Make your reply a word-for-word repeat of the records.
--- START ---
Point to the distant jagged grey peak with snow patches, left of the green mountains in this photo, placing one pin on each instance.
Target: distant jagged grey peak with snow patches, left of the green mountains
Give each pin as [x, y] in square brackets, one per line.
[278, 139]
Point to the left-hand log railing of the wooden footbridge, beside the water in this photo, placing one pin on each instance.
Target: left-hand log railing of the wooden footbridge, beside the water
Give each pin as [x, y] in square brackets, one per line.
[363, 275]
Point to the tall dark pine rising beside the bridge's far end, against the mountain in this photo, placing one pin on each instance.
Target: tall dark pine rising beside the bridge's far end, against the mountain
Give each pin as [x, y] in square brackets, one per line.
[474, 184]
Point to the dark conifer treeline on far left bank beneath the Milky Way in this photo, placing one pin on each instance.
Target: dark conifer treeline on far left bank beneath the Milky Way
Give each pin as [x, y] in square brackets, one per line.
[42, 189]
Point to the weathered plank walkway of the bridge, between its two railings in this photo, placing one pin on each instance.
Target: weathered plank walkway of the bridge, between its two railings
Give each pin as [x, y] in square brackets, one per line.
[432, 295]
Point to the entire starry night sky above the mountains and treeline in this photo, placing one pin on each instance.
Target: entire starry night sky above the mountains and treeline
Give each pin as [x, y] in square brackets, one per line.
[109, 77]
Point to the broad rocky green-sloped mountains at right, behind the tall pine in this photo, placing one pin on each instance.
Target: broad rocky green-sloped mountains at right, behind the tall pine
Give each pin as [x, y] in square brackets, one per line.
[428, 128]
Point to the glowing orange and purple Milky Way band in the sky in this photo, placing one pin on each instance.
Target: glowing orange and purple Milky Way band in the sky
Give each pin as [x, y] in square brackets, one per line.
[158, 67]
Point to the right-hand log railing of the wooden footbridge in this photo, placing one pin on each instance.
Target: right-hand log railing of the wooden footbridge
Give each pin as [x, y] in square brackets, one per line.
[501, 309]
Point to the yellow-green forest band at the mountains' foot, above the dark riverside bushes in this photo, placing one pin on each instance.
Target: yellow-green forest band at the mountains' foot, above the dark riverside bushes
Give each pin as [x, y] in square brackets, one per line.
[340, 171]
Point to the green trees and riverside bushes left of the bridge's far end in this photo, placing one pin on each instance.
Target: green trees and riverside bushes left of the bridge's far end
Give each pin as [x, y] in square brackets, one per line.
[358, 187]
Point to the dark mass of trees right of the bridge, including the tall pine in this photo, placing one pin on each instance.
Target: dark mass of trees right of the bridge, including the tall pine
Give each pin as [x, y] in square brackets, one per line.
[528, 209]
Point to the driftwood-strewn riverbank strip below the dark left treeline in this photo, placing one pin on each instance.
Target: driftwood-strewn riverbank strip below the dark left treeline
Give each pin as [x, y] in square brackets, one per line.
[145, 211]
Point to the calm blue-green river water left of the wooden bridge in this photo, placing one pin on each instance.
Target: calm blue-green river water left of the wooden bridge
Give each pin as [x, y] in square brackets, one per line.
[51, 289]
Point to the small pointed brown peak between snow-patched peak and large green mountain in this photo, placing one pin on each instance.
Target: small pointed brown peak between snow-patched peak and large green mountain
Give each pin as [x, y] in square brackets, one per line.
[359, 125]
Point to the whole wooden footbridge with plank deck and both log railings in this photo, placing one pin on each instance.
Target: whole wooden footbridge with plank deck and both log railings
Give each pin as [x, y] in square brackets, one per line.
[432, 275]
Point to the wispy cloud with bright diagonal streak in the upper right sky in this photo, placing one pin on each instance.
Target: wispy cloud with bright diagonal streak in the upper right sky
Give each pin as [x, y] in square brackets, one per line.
--- END ---
#### Reply to the exercise
Point to the distant jagged grey peak with snow patches, left of the green mountains in this photo, placing one pin on each instance.
Target: distant jagged grey peak with snow patches, left of the green mountains
Give each pin as [x, y] in square brackets, one per line.
[278, 139]
Point to the left-hand log railing of the wooden footbridge, beside the water in this photo, placing one pin on each instance.
Target: left-hand log railing of the wooden footbridge, beside the water
Give each pin as [x, y] in square brackets, one per line.
[363, 275]
Point to the tall dark pine rising beside the bridge's far end, against the mountain in this photo, placing one pin on each instance.
Target: tall dark pine rising beside the bridge's far end, against the mountain
Give each pin as [x, y] in square brackets, one per line.
[474, 184]
Point to the dark conifer treeline on far left bank beneath the Milky Way in this photo, placing one pin on each instance.
Target: dark conifer treeline on far left bank beneath the Milky Way
Give each pin as [x, y] in square brackets, one per line.
[42, 189]
Point to the weathered plank walkway of the bridge, between its two railings in this photo, placing one pin on each instance.
Target: weathered plank walkway of the bridge, between its two railings
Give each pin as [x, y] in square brackets, one per line.
[432, 295]
Point to the entire starry night sky above the mountains and treeline in this photo, placing one pin on each instance.
Target: entire starry night sky above the mountains and treeline
Give each pin as [x, y] in square brackets, one per line.
[109, 77]
Point to the broad rocky green-sloped mountains at right, behind the tall pine in this photo, placing one pin on each instance.
Target: broad rocky green-sloped mountains at right, behind the tall pine
Give each pin as [x, y] in square brackets, one per line.
[428, 128]
Point to the glowing orange and purple Milky Way band in the sky in this photo, placing one pin on each instance.
Target: glowing orange and purple Milky Way band in the sky
Give each pin as [x, y] in square brackets, one per line.
[158, 67]
Point to the right-hand log railing of the wooden footbridge in this photo, placing one pin on each instance.
Target: right-hand log railing of the wooden footbridge
Give each pin as [x, y] in square brackets, one per line.
[501, 309]
Point to the yellow-green forest band at the mountains' foot, above the dark riverside bushes in this photo, placing one pin on each instance.
Target: yellow-green forest band at the mountains' foot, above the dark riverside bushes
Give each pin as [x, y] in square brackets, one per line.
[340, 171]
Point to the green trees and riverside bushes left of the bridge's far end in this photo, placing one pin on each instance.
Target: green trees and riverside bushes left of the bridge's far end
Give each pin as [x, y] in square brackets, one per line.
[358, 187]
Point to the dark mass of trees right of the bridge, including the tall pine in this photo, placing one pin on each instance.
Target: dark mass of trees right of the bridge, including the tall pine
Give each pin as [x, y] in square brackets, one per line.
[528, 209]
Point to the driftwood-strewn riverbank strip below the dark left treeline in this photo, placing one pin on each instance.
Target: driftwood-strewn riverbank strip below the dark left treeline
Give each pin as [x, y] in square brackets, one per line.
[145, 211]
Point to the calm blue-green river water left of the wooden bridge in this photo, placing one pin on each instance.
Target: calm blue-green river water left of the wooden bridge
Give each pin as [x, y] in square brackets, one per line.
[51, 289]
Point to the small pointed brown peak between snow-patched peak and large green mountain in this photo, placing one pin on each instance.
Target: small pointed brown peak between snow-patched peak and large green mountain
Give each pin as [x, y] in square brackets, one per line.
[359, 125]
Point to the whole wooden footbridge with plank deck and both log railings in this photo, placing one pin on each instance.
Target: whole wooden footbridge with plank deck and both log railings
Give each pin as [x, y] in square brackets, one per line.
[432, 275]
Point to the wispy cloud with bright diagonal streak in the upper right sky in this photo, placing one pin on each instance.
Target: wispy cloud with bright diagonal streak in the upper right sky
Give each pin as [x, y] in square brackets, one per line.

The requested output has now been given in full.